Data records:
* * * *

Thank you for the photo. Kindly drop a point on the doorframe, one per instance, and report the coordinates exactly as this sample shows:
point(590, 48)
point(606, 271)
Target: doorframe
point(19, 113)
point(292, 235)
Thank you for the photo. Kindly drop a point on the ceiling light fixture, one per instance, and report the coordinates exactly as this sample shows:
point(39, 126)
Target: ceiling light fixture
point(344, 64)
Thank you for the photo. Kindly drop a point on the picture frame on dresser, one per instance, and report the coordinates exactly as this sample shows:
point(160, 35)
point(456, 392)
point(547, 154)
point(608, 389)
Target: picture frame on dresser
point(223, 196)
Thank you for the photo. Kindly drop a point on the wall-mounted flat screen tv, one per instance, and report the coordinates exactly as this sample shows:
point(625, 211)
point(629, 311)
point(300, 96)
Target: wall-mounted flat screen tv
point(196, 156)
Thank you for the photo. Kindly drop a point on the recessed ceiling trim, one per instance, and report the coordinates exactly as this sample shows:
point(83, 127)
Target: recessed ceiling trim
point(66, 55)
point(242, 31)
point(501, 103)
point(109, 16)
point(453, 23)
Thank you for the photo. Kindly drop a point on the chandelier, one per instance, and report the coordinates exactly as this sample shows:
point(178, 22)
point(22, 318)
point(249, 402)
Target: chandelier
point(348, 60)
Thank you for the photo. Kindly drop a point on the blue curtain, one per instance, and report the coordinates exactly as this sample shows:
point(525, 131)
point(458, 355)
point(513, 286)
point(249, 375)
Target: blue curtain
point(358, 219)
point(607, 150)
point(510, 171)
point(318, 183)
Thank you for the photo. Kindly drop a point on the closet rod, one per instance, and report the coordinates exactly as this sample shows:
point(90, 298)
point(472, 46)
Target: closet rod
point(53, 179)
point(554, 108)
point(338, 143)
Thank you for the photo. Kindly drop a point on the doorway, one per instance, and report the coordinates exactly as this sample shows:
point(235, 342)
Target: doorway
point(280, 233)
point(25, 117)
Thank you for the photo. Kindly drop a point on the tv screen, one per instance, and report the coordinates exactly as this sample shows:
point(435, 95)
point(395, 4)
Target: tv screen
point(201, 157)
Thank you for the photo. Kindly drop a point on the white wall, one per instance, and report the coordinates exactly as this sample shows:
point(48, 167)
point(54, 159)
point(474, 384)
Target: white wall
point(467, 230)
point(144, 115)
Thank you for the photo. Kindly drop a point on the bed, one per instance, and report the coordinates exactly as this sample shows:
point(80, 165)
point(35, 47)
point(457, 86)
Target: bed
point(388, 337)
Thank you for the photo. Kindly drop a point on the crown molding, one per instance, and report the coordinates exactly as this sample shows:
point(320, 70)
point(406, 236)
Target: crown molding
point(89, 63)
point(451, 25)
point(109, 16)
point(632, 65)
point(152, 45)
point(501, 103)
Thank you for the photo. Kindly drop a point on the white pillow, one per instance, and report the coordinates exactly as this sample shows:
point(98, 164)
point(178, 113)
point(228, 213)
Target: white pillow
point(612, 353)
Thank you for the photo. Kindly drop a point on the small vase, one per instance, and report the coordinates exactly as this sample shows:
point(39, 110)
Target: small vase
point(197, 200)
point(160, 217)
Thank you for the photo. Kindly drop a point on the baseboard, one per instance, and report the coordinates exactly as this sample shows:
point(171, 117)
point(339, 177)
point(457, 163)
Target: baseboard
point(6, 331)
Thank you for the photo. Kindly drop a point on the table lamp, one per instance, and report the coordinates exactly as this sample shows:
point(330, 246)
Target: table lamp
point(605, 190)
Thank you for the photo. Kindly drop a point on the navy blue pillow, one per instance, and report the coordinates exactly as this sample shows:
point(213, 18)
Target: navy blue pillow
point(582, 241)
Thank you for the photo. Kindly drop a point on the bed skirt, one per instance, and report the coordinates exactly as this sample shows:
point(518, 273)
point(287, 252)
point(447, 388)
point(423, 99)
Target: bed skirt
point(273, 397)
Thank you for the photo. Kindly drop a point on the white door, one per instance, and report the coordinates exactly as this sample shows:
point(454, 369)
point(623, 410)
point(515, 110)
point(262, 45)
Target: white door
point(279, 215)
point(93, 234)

* * * *

Request —
Please reproduce the part of the data above that opens with the line containing "on the wall-mounted" and closes with the line containing "point(348, 60)", both lines included, and keep the requests. Shift each answer's coordinates by adding -62 to every number, and leave the requests and their sample coordinates unchanged.

Full solution —
Thank you for the photo. Kindly drop a point on the wall-mounted flat screen tv, one per instance, and report the coordinates exactly as this sample shows:
point(625, 211)
point(629, 311)
point(300, 96)
Target: wall-mounted flat screen tv
point(134, 94)
Thank you for the photo. Kindly drop a point on the recessed ceiling trim, one per instance, and report the coordinates exactly as this sample shows:
point(83, 127)
Target: recessed ceiling trim
point(4, -7)
point(180, -31)
point(439, 41)
point(47, -46)
point(391, -39)
Thank you for the photo. Kindly drop a point on the chandelier, one per instance, and report the coordinates exactly as this sample shows:
point(178, 22)
point(22, 318)
point(249, 402)
Target: chandelier
point(286, -2)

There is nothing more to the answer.